• ACTIVITY: With every picture left out, restate the listing below exactly as written.

• SUPPLIED DATA:
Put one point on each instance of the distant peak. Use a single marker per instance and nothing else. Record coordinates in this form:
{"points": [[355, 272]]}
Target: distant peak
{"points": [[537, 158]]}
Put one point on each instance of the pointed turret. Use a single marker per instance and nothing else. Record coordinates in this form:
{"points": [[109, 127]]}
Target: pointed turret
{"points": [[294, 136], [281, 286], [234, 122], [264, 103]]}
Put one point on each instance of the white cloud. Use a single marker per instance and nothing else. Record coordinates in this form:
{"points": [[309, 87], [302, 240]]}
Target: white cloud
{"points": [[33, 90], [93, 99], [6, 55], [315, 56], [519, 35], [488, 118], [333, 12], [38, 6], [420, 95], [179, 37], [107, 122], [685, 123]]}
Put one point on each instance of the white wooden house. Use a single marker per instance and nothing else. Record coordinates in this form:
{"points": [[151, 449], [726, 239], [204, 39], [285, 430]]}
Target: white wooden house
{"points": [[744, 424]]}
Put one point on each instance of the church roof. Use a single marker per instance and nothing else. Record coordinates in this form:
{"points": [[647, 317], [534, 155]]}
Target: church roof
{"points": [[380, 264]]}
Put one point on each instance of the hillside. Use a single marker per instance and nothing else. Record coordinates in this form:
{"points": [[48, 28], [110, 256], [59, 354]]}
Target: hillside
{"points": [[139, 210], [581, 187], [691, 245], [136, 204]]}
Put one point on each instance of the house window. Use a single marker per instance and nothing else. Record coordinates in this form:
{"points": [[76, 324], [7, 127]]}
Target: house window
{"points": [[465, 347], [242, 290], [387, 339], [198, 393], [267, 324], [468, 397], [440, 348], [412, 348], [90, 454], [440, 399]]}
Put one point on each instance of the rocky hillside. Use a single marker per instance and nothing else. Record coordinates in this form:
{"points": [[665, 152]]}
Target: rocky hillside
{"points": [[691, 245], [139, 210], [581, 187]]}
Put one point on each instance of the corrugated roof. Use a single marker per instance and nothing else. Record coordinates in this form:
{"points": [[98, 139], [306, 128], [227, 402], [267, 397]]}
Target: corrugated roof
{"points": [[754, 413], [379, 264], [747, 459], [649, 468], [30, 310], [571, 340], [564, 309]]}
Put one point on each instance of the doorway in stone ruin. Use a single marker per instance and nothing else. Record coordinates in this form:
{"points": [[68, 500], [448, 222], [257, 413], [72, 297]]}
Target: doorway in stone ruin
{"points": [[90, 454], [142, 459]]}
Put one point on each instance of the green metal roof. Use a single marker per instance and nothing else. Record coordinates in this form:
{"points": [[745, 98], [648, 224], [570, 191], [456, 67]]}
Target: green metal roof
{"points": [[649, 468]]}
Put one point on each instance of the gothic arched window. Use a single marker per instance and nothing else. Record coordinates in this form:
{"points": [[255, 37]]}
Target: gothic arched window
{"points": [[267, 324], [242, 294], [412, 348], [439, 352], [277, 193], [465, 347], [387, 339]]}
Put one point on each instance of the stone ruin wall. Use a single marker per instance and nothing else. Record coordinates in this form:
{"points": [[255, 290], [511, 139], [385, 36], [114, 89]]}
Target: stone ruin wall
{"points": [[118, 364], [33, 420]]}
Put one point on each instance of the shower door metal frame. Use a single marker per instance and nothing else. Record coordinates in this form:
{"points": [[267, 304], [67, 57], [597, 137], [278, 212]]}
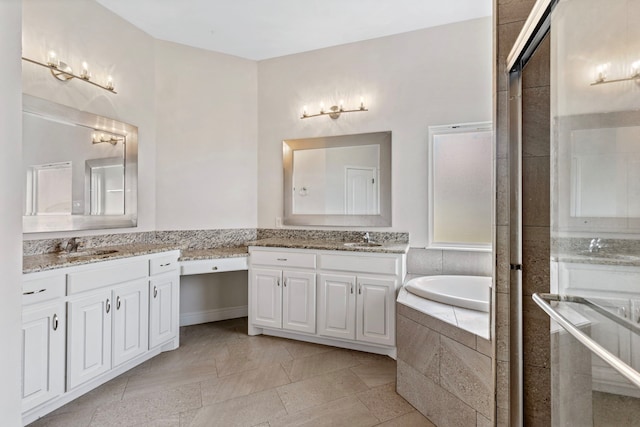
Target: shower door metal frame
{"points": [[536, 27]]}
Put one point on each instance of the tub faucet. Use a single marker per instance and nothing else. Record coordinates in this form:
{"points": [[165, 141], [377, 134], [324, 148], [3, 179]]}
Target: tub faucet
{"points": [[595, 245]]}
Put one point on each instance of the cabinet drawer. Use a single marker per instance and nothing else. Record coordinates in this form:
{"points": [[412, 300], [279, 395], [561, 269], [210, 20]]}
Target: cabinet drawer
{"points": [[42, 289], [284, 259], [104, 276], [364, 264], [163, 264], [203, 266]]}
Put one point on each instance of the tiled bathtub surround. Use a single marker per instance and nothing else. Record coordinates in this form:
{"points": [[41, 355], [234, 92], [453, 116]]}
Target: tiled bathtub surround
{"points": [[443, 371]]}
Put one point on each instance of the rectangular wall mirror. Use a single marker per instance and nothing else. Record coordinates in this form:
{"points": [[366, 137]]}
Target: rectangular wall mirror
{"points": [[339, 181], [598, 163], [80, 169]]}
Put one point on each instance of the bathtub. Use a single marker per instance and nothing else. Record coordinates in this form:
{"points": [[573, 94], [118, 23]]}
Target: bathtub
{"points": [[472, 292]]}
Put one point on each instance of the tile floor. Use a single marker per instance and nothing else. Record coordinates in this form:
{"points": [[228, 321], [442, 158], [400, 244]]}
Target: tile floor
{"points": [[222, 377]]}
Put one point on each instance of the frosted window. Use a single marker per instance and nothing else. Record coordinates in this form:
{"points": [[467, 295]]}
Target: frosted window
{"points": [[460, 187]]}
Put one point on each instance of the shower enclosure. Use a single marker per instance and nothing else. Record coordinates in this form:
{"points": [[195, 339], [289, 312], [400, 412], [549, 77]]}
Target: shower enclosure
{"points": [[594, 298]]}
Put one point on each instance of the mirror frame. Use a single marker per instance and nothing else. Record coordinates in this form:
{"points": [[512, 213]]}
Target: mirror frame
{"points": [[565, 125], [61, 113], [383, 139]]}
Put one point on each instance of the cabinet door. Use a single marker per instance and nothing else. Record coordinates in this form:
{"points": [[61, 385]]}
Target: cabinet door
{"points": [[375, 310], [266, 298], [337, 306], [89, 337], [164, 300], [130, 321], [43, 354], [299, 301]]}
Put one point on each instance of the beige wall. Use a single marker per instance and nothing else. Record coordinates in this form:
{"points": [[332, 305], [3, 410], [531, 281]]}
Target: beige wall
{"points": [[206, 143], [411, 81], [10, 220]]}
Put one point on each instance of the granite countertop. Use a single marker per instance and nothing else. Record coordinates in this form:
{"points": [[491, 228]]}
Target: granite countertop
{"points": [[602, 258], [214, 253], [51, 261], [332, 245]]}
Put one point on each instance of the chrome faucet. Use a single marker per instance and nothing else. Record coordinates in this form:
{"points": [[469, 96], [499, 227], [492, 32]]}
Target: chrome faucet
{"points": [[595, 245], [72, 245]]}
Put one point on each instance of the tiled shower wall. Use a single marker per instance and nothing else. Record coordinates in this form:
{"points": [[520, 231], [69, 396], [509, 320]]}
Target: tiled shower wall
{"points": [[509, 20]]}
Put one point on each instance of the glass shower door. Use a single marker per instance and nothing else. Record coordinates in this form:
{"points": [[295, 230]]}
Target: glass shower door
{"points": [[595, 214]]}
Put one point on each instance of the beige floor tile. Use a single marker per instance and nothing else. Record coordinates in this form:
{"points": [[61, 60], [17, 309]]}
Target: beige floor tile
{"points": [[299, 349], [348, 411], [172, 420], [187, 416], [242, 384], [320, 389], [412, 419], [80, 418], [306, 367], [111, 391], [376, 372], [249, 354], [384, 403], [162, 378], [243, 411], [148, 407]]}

• RESPONSE AREA:
Put one point on each instance of the distant peak. Use a single marker per instance and nothing else. Record coordinates in this form:
{"points": [[355, 272]]}
Target: distant peak
{"points": [[537, 158]]}
Put one point on each instance of the pointed turret. Use a single marker per instance and nothing else. Record coordinates in this form:
{"points": [[109, 127]]}
Target: pointed turret
{"points": [[294, 136], [281, 286], [234, 122], [264, 103]]}
Put one point on each instance of the white cloud. Use a single marker per instance and nothing else. Record coordinates in this form:
{"points": [[309, 87], [302, 240]]}
Target: white cloud
{"points": [[33, 90], [93, 99], [6, 55], [315, 56], [519, 35], [488, 118], [333, 12], [38, 6], [420, 95], [179, 37], [107, 122], [685, 123]]}
Put one point on each instance of the white wooden house. Use a single marker per instance and nothing else. Record coordinates in this form:
{"points": [[151, 449], [726, 239], [204, 39], [285, 430]]}
Target: white wooden house
{"points": [[744, 424]]}
Put one point on each instance of the church roof. Use a single marker per instance and nothing else. Record coordinates in this form:
{"points": [[647, 317], [534, 155]]}
Target: church roof
{"points": [[380, 264]]}
Put one point on each instance of the hillside. Use a single marker per instance and nothing else. Record coordinates in this form:
{"points": [[48, 28], [110, 256], [59, 354]]}
Target: hillside
{"points": [[139, 210], [581, 187], [691, 245], [136, 204]]}
Put one point on each instance of the house window. Use a single marker per instance and nothing else. Record coordinates in this form:
{"points": [[76, 324], [7, 127]]}
Target: house window
{"points": [[465, 347], [242, 290], [387, 339], [198, 393], [267, 324], [468, 397], [440, 348], [412, 348], [90, 454], [440, 399]]}
Put one point on each instance of the rocky hillside. Use a single marker per instance and nothing else. Record coordinates in this form:
{"points": [[665, 152]]}
Target: rocky hillside
{"points": [[691, 245], [139, 210], [581, 187]]}
Put one point on each instance of the corrugated roof. Use a single marker per instance and nothing else. Record coordinates in this form:
{"points": [[98, 139], [306, 128], [227, 402], [267, 397]]}
Target: corrugated roof
{"points": [[754, 413], [379, 264], [747, 459], [649, 468], [30, 310], [571, 340], [564, 309]]}
Put one point on each instance of the doorway in stone ruin. Use a single marker per instance and nothing else. Record coordinates in this form:
{"points": [[68, 500], [448, 222], [257, 413], [72, 297]]}
Target: doorway in stone ruin
{"points": [[90, 454], [142, 459]]}
Put one point on each instance of the green metal roof. Use a single marker per instance and nothing else. Record coordinates in this form:
{"points": [[745, 98], [648, 224], [570, 191], [456, 67]]}
Target: green metal roof
{"points": [[649, 468]]}
Put one point on each instance of the gothic arched window. Use a single marker per instance and nothing else. Record coordinates in this form:
{"points": [[255, 37]]}
Target: gothic arched window
{"points": [[267, 324], [242, 294], [412, 348], [439, 352], [277, 193], [465, 347], [387, 339]]}
Put one point on each instance of the stone ruin wall. Use a single marker per instance and nothing else. Record coordinates in this form:
{"points": [[255, 290], [511, 139], [385, 36], [114, 89]]}
Target: stone ruin wall
{"points": [[118, 364], [33, 420]]}
Put one point on each instance of the shower door metal frame. Use a single marker per instance and nothing else. Record coordinates in this form:
{"points": [[267, 304], [67, 57], [597, 137], [278, 212]]}
Target: shower door metal frame
{"points": [[536, 27]]}
Put one point on each instance of the tub faucet. Use a single marker per instance and nothing else. Record coordinates in this form:
{"points": [[165, 141], [377, 134], [324, 148], [3, 179]]}
Target: tub faucet
{"points": [[595, 245]]}
Put one point on each instance of the cabinet drawer. Use a single marker per instance and nothing else. Record coordinates in this form:
{"points": [[412, 300], [279, 395], [561, 269], [210, 20]]}
Target: cabinet drawer
{"points": [[42, 289], [284, 259], [104, 276], [364, 264], [163, 264], [203, 266]]}
Put one point on each instance of the tiled bathtub surround. Use a single marker per instance and nothing else. Record coordinates in this form:
{"points": [[41, 355], [234, 92], [453, 116]]}
Target: tiled bathtub surround
{"points": [[443, 371]]}
Put one point on each instance of the rectangular wall mirror. Use a single marker per instance and nothing else. Record coordinates in this form:
{"points": [[366, 137]]}
Target: rectangular wall mirror
{"points": [[339, 181], [598, 163], [80, 169]]}
Put one point on each instance of the bathtub. Use a single marker per instance and nothing else. Record coordinates in this form:
{"points": [[573, 94], [118, 23]]}
Target: bathtub
{"points": [[472, 292]]}
Put one point on each instance of the tile floor. Use a single marker per instance and nothing else. Record coordinates in this form:
{"points": [[228, 321], [442, 158], [400, 244]]}
Target: tile floor
{"points": [[222, 377]]}
Put one point on each instance of the frosted window. Use a single marker per instance and nothing else. Record coordinates in this form:
{"points": [[467, 295]]}
Target: frosted window
{"points": [[460, 187]]}
Put one point on each instance of the shower enclosure. Use a single marker per instance and nothing else. Record coordinates in this form:
{"points": [[195, 339], [289, 312], [400, 412], [549, 77]]}
Target: shower enclosure
{"points": [[594, 298]]}
Put one point on each instance of the mirror frame. Use a single marker per instance and nothing else. Record coordinates in this form:
{"points": [[512, 213]]}
Target: mirror frame
{"points": [[565, 125], [61, 113], [383, 139]]}
Put one point on each instance of the cabinet door. Use a single marker per instance and nothing else. Record coordinates in this form:
{"points": [[61, 385]]}
Target: cabinet door
{"points": [[375, 310], [266, 298], [337, 306], [89, 337], [164, 300], [130, 321], [43, 354], [299, 301]]}
Put one point on each instance of the beige wall. Use a single marker per instance and nothing else. Record coordinates in this form:
{"points": [[332, 305], [3, 410], [531, 281]]}
Target: beige wall
{"points": [[206, 143], [411, 81], [10, 220]]}
Put one point on each instance of the granite countertop. Use a single marker per instance and nothing else. Record coordinates in this form:
{"points": [[491, 228]]}
Target: granite countertop
{"points": [[602, 258], [214, 253], [51, 261], [332, 245]]}
Put one point on each instance of the chrome faucet. Use a single marker per instance and nothing else. Record coordinates in this form:
{"points": [[469, 96], [499, 227], [492, 32]]}
Target: chrome faucet
{"points": [[595, 245], [72, 245]]}
Put one point on each instance of the tiled shower wall. Use a single marker per instance and nothing else. Record coordinates in this form:
{"points": [[520, 231], [69, 396], [509, 320]]}
Target: tiled shower wall
{"points": [[509, 20]]}
Put one point on each instance of the glass shower door. Use a single marker per instance and nothing else. Record coordinates in this form:
{"points": [[295, 230]]}
Target: glass shower door
{"points": [[595, 214]]}
Put one point on each instance of the beige floor tile. Use a single marker per instance and nothing else. Record coordinates in this form:
{"points": [[61, 60], [17, 309]]}
Target: beige floor tile
{"points": [[299, 349], [348, 411], [172, 420], [187, 416], [242, 384], [320, 389], [412, 419], [80, 418], [306, 367], [111, 391], [376, 372], [249, 354], [384, 403], [162, 378], [243, 411], [148, 407]]}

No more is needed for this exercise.